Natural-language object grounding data
##########

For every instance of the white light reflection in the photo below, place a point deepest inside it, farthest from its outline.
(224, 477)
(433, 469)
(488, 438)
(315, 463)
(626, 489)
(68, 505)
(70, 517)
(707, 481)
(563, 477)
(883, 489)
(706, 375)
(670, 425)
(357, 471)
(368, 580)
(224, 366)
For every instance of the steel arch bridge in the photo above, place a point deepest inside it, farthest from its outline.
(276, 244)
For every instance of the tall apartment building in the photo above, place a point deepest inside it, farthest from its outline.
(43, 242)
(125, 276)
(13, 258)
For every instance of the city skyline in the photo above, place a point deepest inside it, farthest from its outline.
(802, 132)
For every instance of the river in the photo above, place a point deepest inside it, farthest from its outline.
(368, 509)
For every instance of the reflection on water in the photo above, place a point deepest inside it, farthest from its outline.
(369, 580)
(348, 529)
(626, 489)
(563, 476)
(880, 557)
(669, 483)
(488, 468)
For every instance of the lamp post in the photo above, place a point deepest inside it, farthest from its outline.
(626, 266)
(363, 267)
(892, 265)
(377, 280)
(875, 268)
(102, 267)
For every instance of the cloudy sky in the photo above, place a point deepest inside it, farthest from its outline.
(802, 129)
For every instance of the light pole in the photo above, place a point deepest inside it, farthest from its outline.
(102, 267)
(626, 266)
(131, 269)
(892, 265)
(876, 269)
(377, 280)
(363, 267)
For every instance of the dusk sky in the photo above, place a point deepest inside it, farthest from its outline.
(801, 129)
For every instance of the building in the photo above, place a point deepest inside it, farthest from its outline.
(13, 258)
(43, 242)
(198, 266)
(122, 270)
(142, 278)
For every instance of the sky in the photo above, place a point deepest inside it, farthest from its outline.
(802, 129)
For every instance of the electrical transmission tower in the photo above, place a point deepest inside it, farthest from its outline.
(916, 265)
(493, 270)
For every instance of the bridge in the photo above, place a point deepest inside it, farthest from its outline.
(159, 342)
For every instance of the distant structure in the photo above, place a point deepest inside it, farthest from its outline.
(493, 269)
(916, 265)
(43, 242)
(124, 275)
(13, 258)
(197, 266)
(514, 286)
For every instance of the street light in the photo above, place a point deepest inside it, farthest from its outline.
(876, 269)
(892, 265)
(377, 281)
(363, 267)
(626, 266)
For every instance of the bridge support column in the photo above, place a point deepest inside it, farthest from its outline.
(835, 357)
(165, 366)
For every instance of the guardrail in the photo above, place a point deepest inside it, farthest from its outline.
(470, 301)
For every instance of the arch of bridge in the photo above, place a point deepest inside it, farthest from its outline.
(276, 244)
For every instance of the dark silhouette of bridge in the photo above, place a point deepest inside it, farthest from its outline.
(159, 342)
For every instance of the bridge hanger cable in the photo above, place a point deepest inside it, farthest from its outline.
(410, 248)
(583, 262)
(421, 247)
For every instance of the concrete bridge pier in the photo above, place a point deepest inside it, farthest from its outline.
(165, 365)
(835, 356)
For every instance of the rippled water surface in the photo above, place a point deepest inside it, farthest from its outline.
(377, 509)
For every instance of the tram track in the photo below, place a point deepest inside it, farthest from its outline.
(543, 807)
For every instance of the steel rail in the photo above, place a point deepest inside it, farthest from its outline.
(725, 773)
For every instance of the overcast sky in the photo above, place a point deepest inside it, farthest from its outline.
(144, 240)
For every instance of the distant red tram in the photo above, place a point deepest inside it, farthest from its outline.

##########

The task: Go through the records above and copy each one exactly.

Solution for this problem:
For every instance of the white light reflection in the photo below, place a point deepest inside it, farthest from its outline.
(224, 477)
(433, 469)
(488, 438)
(315, 463)
(626, 489)
(68, 505)
(70, 517)
(707, 481)
(563, 477)
(883, 489)
(706, 375)
(670, 425)
(357, 471)
(368, 580)
(224, 366)
For every instance of the steel arch bridge in the photo above, place a point deepest inside it, farthest from its outline.
(276, 244)
For every instance of the tall apartment building in the photo above, place a point deepest inside it, farthest from its outline.
(43, 242)
(125, 276)
(13, 258)
For every instance of the city skyline in the photo above, place a point deepest inside it, farthest from its outline.
(802, 132)
For every instance of the river in the photo above, place a point deepest inside it, farthest from its outline.
(368, 509)
For every instance of the reflection on water in the photo above, place a point deepest inside it, farthest from its outline.
(369, 580)
(348, 529)
(626, 489)
(563, 476)
(880, 557)
(669, 483)
(488, 468)
For every instance of the lamp post in the photo above, place a point deepest inside it, farthest from its outline.
(626, 266)
(363, 267)
(892, 265)
(377, 280)
(875, 268)
(102, 267)
For every instance of the cloudy sky in the photo above, place a point deepest inside it, farthest from its outline.
(802, 129)
For every instance of the light pole in the photo above, place a point deepest inside it, farthest from its outline.
(102, 267)
(626, 266)
(131, 269)
(892, 265)
(876, 269)
(377, 280)
(363, 267)
For every instance of the dusk sky in the photo above, place a point deepest inside it, farthest from its outline.
(801, 129)
For every instance of the building in the photo above, place a point deepest inside it, farthest from its outline.
(13, 258)
(43, 242)
(198, 266)
(122, 270)
(142, 278)
For every instance of the sky in the photo above, place a point deepest inside it, farthest from its outline.
(802, 129)
For every instance of the electrical transmission tower in the photo above, place a point deepest inside it, farthest from its outline.
(916, 265)
(493, 270)
For every instance of the bridge in the photo above, place a point deepest inside it, farthest from its outline.
(159, 342)
For every instance of the distant structure in the photo above, place a point deepest inside it, farthest from its outline.
(493, 269)
(916, 265)
(43, 242)
(124, 275)
(13, 258)
(197, 266)
(514, 286)
For every instance of the street light in the photo above, place a point deepest inside it, farthest from its outline.
(876, 269)
(892, 265)
(377, 281)
(363, 267)
(626, 266)
For every instance of the bridge support column in the photo above, place a point deepest inside it, farthest from its outline.
(835, 357)
(165, 366)
For every instance of the guardrail in the photo above, place a point deepest inside it, farthest from its outline.
(470, 301)
For every instance of the arch of bridge in the photo above, place a point deepest inside it, farthest from its outline.
(276, 244)
For every instance of the dark silhouette of bridge in the photo above, place a point deepest inside it, farthest from its outline.
(159, 342)
For every instance of the bridge hanger cable in the photo above, place a point deepest inside it, farthest from its outline.
(410, 248)
(583, 262)
(421, 247)
For every instance of the concrete bridge pier in the photo above, place a point deepest inside it, farthest from its outline.
(165, 365)
(835, 356)
For every instance of the rippled water surface in the photo above, place a point deepest inside it, farthest from its outline.
(377, 509)
For every instance of the tram track in the photo below, place a point deepest inside it, farthest from its outline.
(543, 807)
For every instance of the steel rail in the photo above, place a point deepest inside it, farthest from its outline.
(725, 773)
For every instance of the overcast sky in the photo above, place a point deepest inside it, farthest from its outline.
(144, 240)
For every instance of the distant red tram in the photo above, place a point deepest inside it, farthest from its outline.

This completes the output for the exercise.